Stated problem A: According to the passage on startup success, how many venture capitalists did Gompers, Gornall, Kaplan, and Strebulaev survey?

Passage to read:
★ ★ ★
Several researchers have attempted to dissect this problem. In How Do Venture Capitalists Make Decisions, Gompers, Gornall, Kaplan, and Strebulaev surveyed 885 venture capitalists at 681 firms about their decision-making process. Specifically, they analyzed deal sourcing, investment selection, valuation, deal structure, post-investment value-added, exits, internal firm organization, and relationships with limited partners. They found that VCs prioritize the management team over the product and technology. VCs also attribute the management team to the outcome of the company.

However, Okrah, Nepp, and Agbozo take a different approach in Exploring the factors of startup success and growth. They attempted to discover the factors influencing innovation and making startups attractive for financing, with an emphasis on developing nations, by looking at data in Africa and Latin America in comparison to Europe. They concluded that government policies, internal market openness, and internal market dynamics highly affected funding, thereby having an impact on startup success. Essentially, this paper argues that macroeconomic factors significantly affect a startup.

Finally, Gelderen, Thurik, and Bosma took a closer look at the human aspect of a company in Success and Risk Factors in the Pre-Startup Phase. They sampled 517 entrepreneurs and followed them over a 3-year period. In the end, 195 succeeded, and 115 were abandoned. They concluded that the entrepreneur’s environment, such as their network, financial, and ecological approaches, had more of an impact than the characteristics of the entrepreneur themselves.

This literature highlights the difficulty of investing in startups. Factors such as the management team, macroeconomic conditions, and core product features all have a unique impact on the outcome of a business. It is difficult to conclude a single variable as a predictor for startup success.

This paper seeks to understand the many factors most consistent with successful startups and how they differ from failed ones. Furthermore, we aim to explore the strengths and limitations of using data to predict a company’s success. We analyze data from Crunchbase, looking at a multitude of factors, including the company’s investors, year founded, and more. Our goal is to navigate through the vast amount of data and research conducted in this space and explore the possibilities of leveraging data to predict the future trajectory of companies.

Data Collection / Cleaning Process

Our data collection process had four main steps:

1.) We used CrunchBase’s filter feature to find companies that fit our criteria. The filters we used were:

  1. FinTech companies

  2. Founded in the U.S.

  3. Founded between 2008 and 2015 (we have since expanded this date range from our presentation (it was initially 2008-2012) in order to have a more complete data set)

  4. Latest funding rounds being either pre-seed, seed round, Series A, or Series B.
★ ★ ★
Record set:
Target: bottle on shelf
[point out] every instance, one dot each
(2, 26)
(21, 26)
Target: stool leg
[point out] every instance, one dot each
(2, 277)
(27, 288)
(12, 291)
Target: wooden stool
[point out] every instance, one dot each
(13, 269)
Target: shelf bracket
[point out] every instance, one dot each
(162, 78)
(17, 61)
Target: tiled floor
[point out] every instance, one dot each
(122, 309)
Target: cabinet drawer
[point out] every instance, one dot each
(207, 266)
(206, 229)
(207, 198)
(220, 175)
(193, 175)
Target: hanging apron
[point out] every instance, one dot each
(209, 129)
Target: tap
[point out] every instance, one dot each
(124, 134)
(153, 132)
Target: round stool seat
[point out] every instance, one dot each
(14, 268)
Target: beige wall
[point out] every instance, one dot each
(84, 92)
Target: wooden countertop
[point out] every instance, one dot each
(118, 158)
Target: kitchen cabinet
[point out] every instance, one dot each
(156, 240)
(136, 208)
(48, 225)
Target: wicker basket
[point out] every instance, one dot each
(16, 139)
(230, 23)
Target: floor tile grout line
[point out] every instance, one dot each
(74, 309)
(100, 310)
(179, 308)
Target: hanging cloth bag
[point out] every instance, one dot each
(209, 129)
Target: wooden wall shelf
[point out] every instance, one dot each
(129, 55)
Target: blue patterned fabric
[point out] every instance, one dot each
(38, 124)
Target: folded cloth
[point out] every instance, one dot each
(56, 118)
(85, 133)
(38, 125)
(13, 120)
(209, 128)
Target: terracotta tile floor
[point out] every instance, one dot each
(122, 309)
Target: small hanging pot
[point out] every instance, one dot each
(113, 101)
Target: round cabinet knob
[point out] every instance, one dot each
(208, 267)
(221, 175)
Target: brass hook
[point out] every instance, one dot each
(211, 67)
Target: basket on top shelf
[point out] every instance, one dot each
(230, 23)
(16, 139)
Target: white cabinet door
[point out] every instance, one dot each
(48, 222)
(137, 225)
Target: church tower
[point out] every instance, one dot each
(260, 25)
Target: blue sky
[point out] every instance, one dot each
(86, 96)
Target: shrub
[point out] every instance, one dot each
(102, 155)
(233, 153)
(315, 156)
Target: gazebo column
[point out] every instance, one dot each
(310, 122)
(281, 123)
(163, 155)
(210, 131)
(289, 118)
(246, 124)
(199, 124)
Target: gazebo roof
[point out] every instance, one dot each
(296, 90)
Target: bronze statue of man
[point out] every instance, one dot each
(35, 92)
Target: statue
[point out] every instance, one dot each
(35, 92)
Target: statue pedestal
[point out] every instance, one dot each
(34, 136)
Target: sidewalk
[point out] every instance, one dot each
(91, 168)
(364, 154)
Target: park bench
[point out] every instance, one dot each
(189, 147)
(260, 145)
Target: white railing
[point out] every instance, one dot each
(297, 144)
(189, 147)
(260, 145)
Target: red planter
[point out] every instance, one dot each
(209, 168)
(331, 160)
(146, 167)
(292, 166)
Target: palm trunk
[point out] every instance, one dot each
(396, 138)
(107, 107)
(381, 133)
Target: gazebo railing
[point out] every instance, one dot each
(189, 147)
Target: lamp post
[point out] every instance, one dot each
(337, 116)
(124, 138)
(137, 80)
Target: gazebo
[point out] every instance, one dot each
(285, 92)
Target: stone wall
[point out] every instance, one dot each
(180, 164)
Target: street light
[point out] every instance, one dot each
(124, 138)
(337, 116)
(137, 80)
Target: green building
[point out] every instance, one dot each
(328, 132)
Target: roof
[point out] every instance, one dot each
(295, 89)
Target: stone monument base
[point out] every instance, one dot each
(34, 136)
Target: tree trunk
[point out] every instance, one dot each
★ ★ ★
Stated problem B: In the rows from the line with "Target: park bench" through the last row, rename "railing" to "balustrade" and change nothing else. Return only those lines.

Output A: 885 venture capitalists

Output B:
Target: park bench
[point out] every instance, one dot each
(189, 147)
(260, 145)
Target: white balustrade
[point out] every instance, one dot each
(297, 144)
(189, 147)
(260, 145)
Target: red planter
[point out] every instance, one dot each
(209, 168)
(331, 160)
(146, 167)
(292, 166)
Target: palm trunk
[point out] every instance, one dot each
(396, 138)
(107, 107)
(381, 133)
Target: gazebo balustrade
[point out] every instance, one dot each
(189, 147)
Target: lamp post
[point out] every instance, one dot each
(337, 116)
(124, 138)
(137, 80)
Target: gazebo
[point out] every instance, one dot each
(285, 92)
Target: stone wall
[point out] every instance, one dot each
(180, 164)
Target: street light
[point out] every instance, one dot each
(124, 138)
(337, 116)
(137, 80)
Target: green building
[point out] every instance, one dot each
(328, 132)
Target: roof
[point out] every instance, one dot each
(295, 89)
Target: stone monument base
[point out] every instance, one dot each
(34, 136)
Target: tree trunk
[point out] every instance, one dot each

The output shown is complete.